Teile der Übung:
1. Welchen Betrag muss der Beschwerdeführer laut dem Erkenntnis zur Gehsteigherstellung der Bundeshauptstadt Wien ersetzen, und innerhalb welcher Frist?
2. Übersetzen Sie bitte den Satz „Dieses Ansuchen ist auch vom Beschwerdeführer als Bauherr unterschrieben.“ aus dem Erkenntnis zur Gehsteigherstellung ins Englische.
3. Nehmen Sie das Erkenntnis zur Gehsteigherstellung nach seinem letzten Satz wieder auf und schreiben Sie es weiter.

Ausgewählter Auszug:
*****

VwGH 2003/05/0216

VwGH2003/05/021614.12.2004

Der Verwaltungsgerichtshof hat durch den Vorsitzenden Senatspräsident DDr. Jakusch und die Hofräte Dr. Kail, Dr. Pallitsch, Dr. Waldstätten und Dr. Moritz als Richter, im Beisein des Schriftführers Dr. König, über die Beschwerde des Dr. Christoph Lindinger in Wien, vertreten durch Dr. Walter Schwartz, Rechtsanwalt in 1010 Wien, Schubertring 2, gegen den Bescheid der Bauoberbehörde für Wien vom 29. September 2003, GZ. BOB - 160/03, betreffend Gehsteigherstellung, zu Recht erkannt:

Normen

BauO Wr §54 Abs1;
BauO Wr §54 Abs10;
BauO Wr §54 Abs2;
BauRallg;
VVG §4 Abs1;
BauO Wr §54 Abs1;
BauO Wr §54 Abs10;
BauO Wr §54 Abs2;
BauRallg;
VVG §4 Abs1;

 

Spruch:

Die Beschwerde wird als unbegründet abgewiesen.

Der Beschwerdeführer hat der Bundeshauptstadt Wien Aufwendungen in der Höhe von EUR 381,90 binnen zwei Wochen bei sonstiger Exekution zu ersetzen.

Begründung

Der Beschwerdeführer ist Eigentümer des Grundstückes Nr. 284/3, Baufläche, 1190 Wien, Schulsteig 11, derzeit inneliegend der Liegenschaft EZ 1512, KG 01513 Untersievering, auf welchem er in den Jahren 2001/2002 ein Einfamilienhaus errichten ließ. Mit Eingabe vom 4. Oktober 2001 ersuchte der Generalplaner um "Bekanntgabe der herzustellenden Ausführungsart des Gehsteiges bei o. g. Liegenschaft". Dieses Ansuchen ist auch vom Beschwerdeführer als Bauherr unterschrieben.

*****

Bereitgestellte Daten:
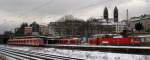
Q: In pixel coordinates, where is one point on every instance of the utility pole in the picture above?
(127, 19)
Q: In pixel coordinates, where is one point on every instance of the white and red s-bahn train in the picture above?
(26, 40)
(40, 41)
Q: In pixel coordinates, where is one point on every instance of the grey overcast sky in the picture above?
(14, 12)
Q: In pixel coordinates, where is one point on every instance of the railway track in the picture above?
(26, 55)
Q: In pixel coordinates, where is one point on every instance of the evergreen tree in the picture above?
(139, 26)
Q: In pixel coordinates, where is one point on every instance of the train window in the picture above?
(142, 39)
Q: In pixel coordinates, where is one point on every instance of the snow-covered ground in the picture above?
(87, 55)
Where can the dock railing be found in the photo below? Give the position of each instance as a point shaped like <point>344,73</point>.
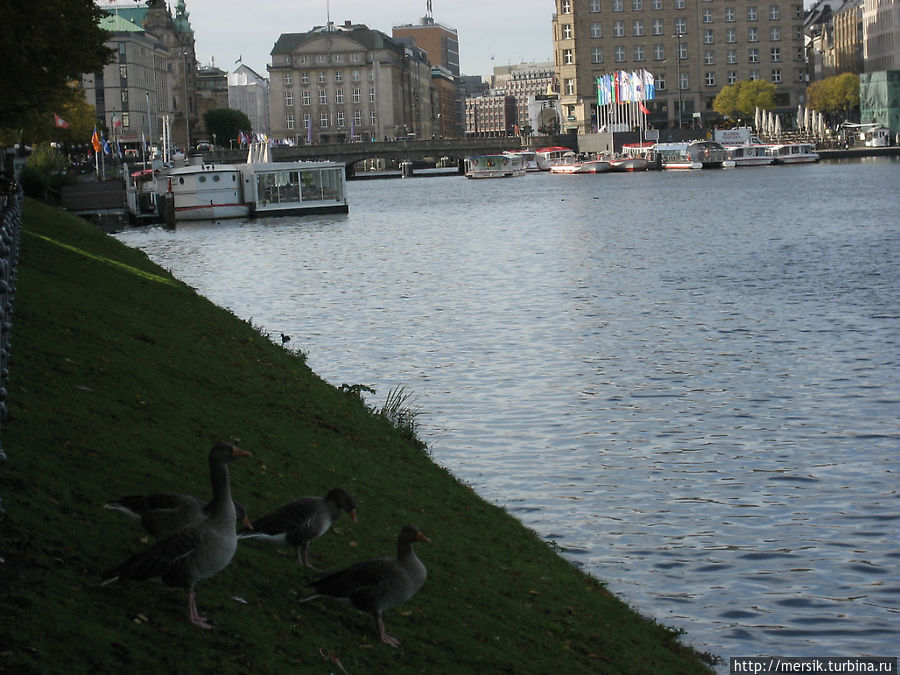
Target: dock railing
<point>10,236</point>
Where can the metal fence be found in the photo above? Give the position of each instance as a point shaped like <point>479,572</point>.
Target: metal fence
<point>10,235</point>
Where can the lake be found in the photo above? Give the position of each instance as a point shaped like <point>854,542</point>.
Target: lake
<point>689,381</point>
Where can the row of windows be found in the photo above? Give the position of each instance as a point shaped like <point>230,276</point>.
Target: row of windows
<point>657,27</point>
<point>306,96</point>
<point>305,77</point>
<point>325,119</point>
<point>659,54</point>
<point>753,13</point>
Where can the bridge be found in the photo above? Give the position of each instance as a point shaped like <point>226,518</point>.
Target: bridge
<point>350,153</point>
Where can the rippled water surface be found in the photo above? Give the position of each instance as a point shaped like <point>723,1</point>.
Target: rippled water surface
<point>689,381</point>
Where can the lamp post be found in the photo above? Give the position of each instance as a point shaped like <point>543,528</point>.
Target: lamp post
<point>678,76</point>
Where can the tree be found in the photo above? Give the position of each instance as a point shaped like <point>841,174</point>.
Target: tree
<point>43,46</point>
<point>224,124</point>
<point>834,95</point>
<point>741,99</point>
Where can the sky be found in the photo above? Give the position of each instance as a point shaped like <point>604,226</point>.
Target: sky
<point>491,32</point>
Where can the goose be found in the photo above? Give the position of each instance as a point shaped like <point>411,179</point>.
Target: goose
<point>303,520</point>
<point>378,584</point>
<point>163,513</point>
<point>197,551</point>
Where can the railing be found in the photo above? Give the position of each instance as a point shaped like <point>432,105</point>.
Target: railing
<point>10,234</point>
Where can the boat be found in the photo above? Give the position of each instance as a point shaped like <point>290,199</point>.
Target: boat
<point>258,188</point>
<point>529,156</point>
<point>547,156</point>
<point>495,166</point>
<point>691,155</point>
<point>793,153</point>
<point>755,154</point>
<point>570,163</point>
<point>633,157</point>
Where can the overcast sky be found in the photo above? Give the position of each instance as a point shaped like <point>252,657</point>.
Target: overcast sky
<point>491,32</point>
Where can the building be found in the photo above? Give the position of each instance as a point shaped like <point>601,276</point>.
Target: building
<point>340,83</point>
<point>492,115</point>
<point>527,83</point>
<point>693,48</point>
<point>152,76</point>
<point>248,91</point>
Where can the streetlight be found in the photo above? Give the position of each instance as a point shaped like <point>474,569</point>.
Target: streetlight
<point>678,76</point>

*****

Endgültige Ergebnisse:
1. EUR 381,90, binnen zwei Wochen bei sonstiger Exekution.

2. This application is also signed by the complainant as the building owner.

3.
Mit Bescheid des Magistrates der Stadt Wien, Magistratsabteilung 37, vom 11. März 2003 wurde die Breite und Bauart des Gehsteiges sowie dessen Höhenlage entlang der "Straßenflucht Schulsteig" des obgenannten Grundstückes gemäß § 54 Abs. 10 der Bauordnung für Wien (in der Folge: BO) und der Verordnung der Wiener Landesregierung vom 17. Februar 1981, LGBl. Nr. 14, in der Fassung vom 30. April 1984, LGBl. Nr. 22, bekannt gegeben. Der für die Herstellung des Gehsteiges zu verwendende Gehsteigbelag wurde näher beschrieben. Bestandteil dieses Bescheides ist eine "Absteckskizze (Grundrisse und sonstige Einzelheiten)", welche neben dem relevanten Bereich des Schulsteiges auch den im rechteckigen Winkel nach links abzweigenden Hornspergersteig, an den das Grundstück Nr. 284/3 der Liegenschaft EZ 1512, KG 01513 Untersievering, ebenfalls angrenzt, mit den eingezeichneten Querprofilen und Höhenmarken umfasst. Die daran anschließende verbale Beschreibung der Höhenmaße und Querschnitte bezieht sich sowohl auf den Schulsteig als auch den Hornspergersteig und umfasst neben den den Querprofilen zugeordneten Zahlen die jeweiligen Anlaufhöhen, die Höhe und Art der Höhenmarken, die Abstiche bzw. Aufstiche von den Höhenmarken (samt dazugehöriger Erklärung), die Gehsteigbreite sowie die erforderlichen Anmerkungen. Hingewiesen wurde, dass "der Gehsteig in der bekannt gegebenen Höhenlage herzustellen" sei.

Mit dem nunmehr angefochtenen Bescheid wurde die dagegen erhobene Berufung des Beschwerdeführers als unbegründet abgewiesen.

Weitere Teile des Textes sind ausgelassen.